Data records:
[Start of section]
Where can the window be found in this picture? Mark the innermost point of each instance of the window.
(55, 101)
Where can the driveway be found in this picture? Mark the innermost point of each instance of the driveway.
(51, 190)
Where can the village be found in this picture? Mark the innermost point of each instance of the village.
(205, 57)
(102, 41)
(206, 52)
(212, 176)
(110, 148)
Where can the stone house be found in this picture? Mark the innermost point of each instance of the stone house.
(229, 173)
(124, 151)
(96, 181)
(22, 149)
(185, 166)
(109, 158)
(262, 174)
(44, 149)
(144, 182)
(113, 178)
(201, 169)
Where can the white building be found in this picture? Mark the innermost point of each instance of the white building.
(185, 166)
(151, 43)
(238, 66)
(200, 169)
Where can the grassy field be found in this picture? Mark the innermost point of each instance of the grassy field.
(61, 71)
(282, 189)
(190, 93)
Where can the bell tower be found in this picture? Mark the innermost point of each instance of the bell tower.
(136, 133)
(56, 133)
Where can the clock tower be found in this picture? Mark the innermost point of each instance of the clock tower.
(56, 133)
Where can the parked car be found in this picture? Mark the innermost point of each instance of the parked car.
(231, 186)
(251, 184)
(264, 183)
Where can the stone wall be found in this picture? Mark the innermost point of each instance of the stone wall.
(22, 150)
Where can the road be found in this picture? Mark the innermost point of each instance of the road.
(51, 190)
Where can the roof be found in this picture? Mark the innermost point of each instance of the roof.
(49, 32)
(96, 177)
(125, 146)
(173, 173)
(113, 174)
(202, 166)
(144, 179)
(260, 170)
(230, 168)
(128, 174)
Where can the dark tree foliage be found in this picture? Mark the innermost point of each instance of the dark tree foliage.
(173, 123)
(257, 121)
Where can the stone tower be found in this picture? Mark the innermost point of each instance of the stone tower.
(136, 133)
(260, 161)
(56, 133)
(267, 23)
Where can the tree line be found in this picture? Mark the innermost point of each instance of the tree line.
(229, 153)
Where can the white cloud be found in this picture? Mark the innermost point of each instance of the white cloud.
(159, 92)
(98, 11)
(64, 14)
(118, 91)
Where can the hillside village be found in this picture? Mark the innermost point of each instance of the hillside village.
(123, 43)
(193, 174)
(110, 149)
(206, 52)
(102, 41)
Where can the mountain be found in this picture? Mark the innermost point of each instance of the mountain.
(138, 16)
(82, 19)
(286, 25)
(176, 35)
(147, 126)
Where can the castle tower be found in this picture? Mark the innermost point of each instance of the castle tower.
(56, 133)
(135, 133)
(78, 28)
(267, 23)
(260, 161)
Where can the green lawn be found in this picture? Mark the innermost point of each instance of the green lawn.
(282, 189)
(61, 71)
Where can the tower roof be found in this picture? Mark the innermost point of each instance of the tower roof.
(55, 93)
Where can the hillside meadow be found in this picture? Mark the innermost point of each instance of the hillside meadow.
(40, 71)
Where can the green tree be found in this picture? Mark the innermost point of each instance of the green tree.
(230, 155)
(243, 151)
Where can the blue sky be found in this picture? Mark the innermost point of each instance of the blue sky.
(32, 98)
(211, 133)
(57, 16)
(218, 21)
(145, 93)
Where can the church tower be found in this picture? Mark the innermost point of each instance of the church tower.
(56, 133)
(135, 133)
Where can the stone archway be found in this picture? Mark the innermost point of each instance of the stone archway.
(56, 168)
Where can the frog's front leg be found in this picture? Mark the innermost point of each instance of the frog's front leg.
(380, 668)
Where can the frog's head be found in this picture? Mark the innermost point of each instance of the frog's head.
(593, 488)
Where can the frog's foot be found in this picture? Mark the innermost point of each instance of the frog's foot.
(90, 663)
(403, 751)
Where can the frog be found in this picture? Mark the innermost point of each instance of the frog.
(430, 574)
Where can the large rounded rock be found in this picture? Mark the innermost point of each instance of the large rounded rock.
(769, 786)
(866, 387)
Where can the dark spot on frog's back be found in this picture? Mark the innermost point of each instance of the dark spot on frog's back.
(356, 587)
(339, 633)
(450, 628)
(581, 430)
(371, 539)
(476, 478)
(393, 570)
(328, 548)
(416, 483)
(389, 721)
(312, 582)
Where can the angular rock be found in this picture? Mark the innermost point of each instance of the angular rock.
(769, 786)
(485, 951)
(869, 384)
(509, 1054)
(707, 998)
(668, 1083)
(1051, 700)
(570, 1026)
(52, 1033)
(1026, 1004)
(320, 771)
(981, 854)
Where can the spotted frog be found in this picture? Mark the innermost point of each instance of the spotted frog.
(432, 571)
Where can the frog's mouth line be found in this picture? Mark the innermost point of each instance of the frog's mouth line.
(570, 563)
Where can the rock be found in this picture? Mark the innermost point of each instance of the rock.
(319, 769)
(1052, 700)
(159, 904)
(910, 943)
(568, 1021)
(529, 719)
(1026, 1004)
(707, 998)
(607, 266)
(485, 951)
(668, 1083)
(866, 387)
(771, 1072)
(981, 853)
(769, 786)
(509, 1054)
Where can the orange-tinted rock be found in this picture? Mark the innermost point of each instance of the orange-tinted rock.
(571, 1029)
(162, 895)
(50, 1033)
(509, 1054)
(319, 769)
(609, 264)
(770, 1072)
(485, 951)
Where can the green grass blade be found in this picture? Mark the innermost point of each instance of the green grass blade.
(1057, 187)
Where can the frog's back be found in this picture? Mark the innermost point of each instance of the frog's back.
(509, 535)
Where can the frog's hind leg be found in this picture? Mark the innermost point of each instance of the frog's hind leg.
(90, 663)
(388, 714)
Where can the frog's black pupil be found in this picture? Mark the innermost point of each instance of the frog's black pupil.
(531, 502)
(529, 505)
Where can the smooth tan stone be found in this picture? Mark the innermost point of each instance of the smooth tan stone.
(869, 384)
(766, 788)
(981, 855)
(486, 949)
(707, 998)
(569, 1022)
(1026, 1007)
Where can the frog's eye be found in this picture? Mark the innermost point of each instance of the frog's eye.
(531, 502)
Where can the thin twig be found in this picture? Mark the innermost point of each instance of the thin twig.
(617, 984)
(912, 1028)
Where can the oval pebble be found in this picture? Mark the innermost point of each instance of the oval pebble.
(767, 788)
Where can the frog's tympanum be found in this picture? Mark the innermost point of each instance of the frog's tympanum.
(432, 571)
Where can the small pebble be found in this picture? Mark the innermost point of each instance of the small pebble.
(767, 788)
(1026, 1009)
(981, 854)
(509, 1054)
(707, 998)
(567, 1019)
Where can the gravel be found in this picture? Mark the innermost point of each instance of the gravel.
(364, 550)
[End of section]
== Brief ==
Retype the data in full, and keep every line identical to the original.

== Result of this task ==
Where can the window be found in this picture? Mark the innermost point of each instance of the window.
(55, 101)
Where can the driveway be found in this picture? Mark the innermost point of each instance of the driveway.
(51, 190)
Where can the village be found in this picture? Mark the innermost point of each instance of the village.
(205, 57)
(102, 41)
(206, 52)
(212, 176)
(110, 148)
Where can the stone house be found in this picture? Mark the innermost point of each instance of the stone house.
(229, 173)
(124, 151)
(96, 181)
(22, 149)
(185, 166)
(109, 158)
(262, 174)
(44, 149)
(144, 182)
(113, 178)
(201, 169)
Where can the white building be found in this picture? Mark the innermost point of each instance of the white building.
(185, 166)
(151, 43)
(238, 66)
(200, 169)
Where can the grassy field be found in this picture? Mark the innermost point of each instance of the grassy field.
(61, 71)
(282, 189)
(190, 93)
Where can the bell tower be found in this picture? Mark the innermost point of each instance of the bell tower.
(136, 133)
(56, 133)
Where can the clock tower be found in this picture? Mark the innermost point of each instance of the clock tower.
(56, 133)
Where can the parked car be found in this picture? Mark the innermost point of each instance of the parked car.
(231, 186)
(251, 184)
(264, 183)
Where can the stone wall be found in this picture? Mark the innermost point of each instance of the stone wall.
(22, 150)
Where can the road be found in this picture? Mark the innermost point of each instance of the road.
(51, 190)
Where can the roof be found in this picture? Mark the innermost point of each instance of the roof.
(49, 32)
(96, 177)
(125, 146)
(173, 173)
(113, 174)
(202, 166)
(144, 179)
(260, 170)
(230, 168)
(128, 174)
Where can the dark tree foliage be found in this picture? Mark the innermost point of each instance of the dark tree foliage.
(173, 123)
(257, 121)
Where can the stone tower be found in this picture? Mark the innermost point of each instance of the stone tower.
(136, 133)
(260, 161)
(56, 133)
(267, 23)
Where can the tree line be found in this picture? Mark the innermost point of each instance of the tree line.
(229, 153)
Where can the white cloud be found in this picture? Mark the innermost point of each instance of the white cloud.
(159, 92)
(98, 11)
(64, 14)
(118, 91)
Where can the hillside village be found in this picture? Mark the innermost point of each instance of the hillside village.
(123, 43)
(193, 174)
(110, 149)
(206, 52)
(102, 41)
Where can the mountain be found in this picture? Mark the innermost point of each instance of the mountain.
(138, 16)
(82, 19)
(286, 25)
(176, 35)
(147, 126)
Where can the castle tower be found in this picture? Mark the innermost point of each instance of the castle tower.
(56, 133)
(135, 133)
(78, 28)
(267, 23)
(260, 161)
Where can the green lawn be found in this picture? Mark the innermost point of each instance of the green lawn.
(282, 189)
(61, 71)
Where can the tower roof be found in this picture? Mark the innermost point of each instance of the tower roof.
(55, 93)
Where can the hillside meadow be found in this picture? Mark the innermost point of each instance of the hillside meadow.
(40, 71)
Where can the green tree be found in this picture? Mark the innermost point of each instance of the green tree.
(230, 155)
(243, 151)
Where can the blue sky be found in this picture? Mark the innermost point of each instance of the blue sky.
(32, 98)
(211, 133)
(57, 16)
(218, 21)
(145, 93)
Where can the church tower be found in this picture? Mark the innermost point of each instance of the church tower.
(56, 133)
(135, 133)
Where can the stone archway be found in this picture? Mark the innermost point of each instance of the stone archway.
(56, 168)
Where can the frog's front leg be found in this picture? Mark the innermost point of each instance of the frog's front leg.
(380, 668)
Where can the frog's head be found in this picture? Mark the innermost point of each instance of the frog's head.
(593, 488)
Where can the frog's foot be found in this picture? Mark the innermost point of each instance of the frog's foot.
(90, 663)
(403, 751)
Where can the frog be found in this picture? Mark the innermost point of each instance of the frog.
(430, 574)
Where can the large rounded rock be found in this picture? Mark the innermost point of each instance of the large rounded rock.
(769, 786)
(866, 387)
Where can the dark spot on frog's back be found in this picture? Mark the innermost point of each instance of the dark spot on frog's back.
(356, 587)
(339, 633)
(450, 628)
(581, 430)
(371, 539)
(476, 478)
(393, 570)
(328, 548)
(416, 483)
(389, 721)
(312, 582)
Where can the angular rock be found in this picture? Mark the innermost point of each instance of the angular rock.
(769, 786)
(485, 951)
(869, 384)
(509, 1054)
(707, 998)
(668, 1083)
(1051, 700)
(570, 1026)
(52, 1033)
(1026, 1004)
(320, 771)
(981, 854)
Where can the spotted frog be found in this picture? Mark the innermost point of each instance of the spotted frog.
(432, 571)
Where can the frog's mouth line be found in this picture? Mark the innermost point of each instance of the frog's mouth line.
(570, 563)
Where can the rock be found in this picture? Mark the innermost point of each instance of the rock.
(319, 769)
(1052, 700)
(159, 904)
(910, 943)
(568, 1021)
(529, 719)
(1026, 1004)
(707, 998)
(607, 266)
(485, 951)
(668, 1083)
(866, 387)
(771, 1072)
(981, 853)
(769, 786)
(509, 1054)
Where can the orange-tinted rock be found in this picture? Mark the innermost point of each instance of the orange-tinted rock.
(571, 1029)
(162, 895)
(50, 1033)
(509, 1054)
(319, 769)
(609, 264)
(770, 1072)
(485, 951)
Where can the green grass blade be found in this picture? Mark the innermost point of each instance of the green grass blade.
(1057, 187)
Where can the frog's back be found in this picture? Mark the innermost point of each instance of the frog's back.
(509, 535)
Where can the frog's hind leg be found in this picture? Mark the innermost point of each instance of the frog's hind leg.
(90, 663)
(388, 714)
Where can the frog's black pupil be found in this picture? Mark the innermost point of each instance of the frog's black pupil.
(531, 502)
(529, 505)
Where can the smooth tan stone be found in this picture? Mark the innermost point of each instance of the smooth tan stone.
(869, 384)
(766, 788)
(981, 855)
(486, 949)
(707, 998)
(569, 1022)
(1026, 1007)
Where can the frog's eye be found in this picture? Mark the innermost point of each instance of the frog's eye.
(531, 502)
Where can the thin twig be found in this picture? Mark the innermost point of each instance of the thin twig.
(617, 984)
(912, 1028)
Where can the oval pebble be found in this picture? Mark the innermost point of each instance of the oval pebble.
(767, 788)
Where can the frog's tympanum be found in this picture? Mark the innermost point of each instance of the frog's tympanum.
(432, 571)
Where can the small pebble be found in this picture? Mark the innermost point of each instance of the small pebble.
(767, 788)
(1026, 1009)
(981, 854)
(509, 1054)
(707, 998)
(567, 1019)
Where can the gravel be found in this picture? Mark the innermost point of each instance of the gravel.
(364, 550)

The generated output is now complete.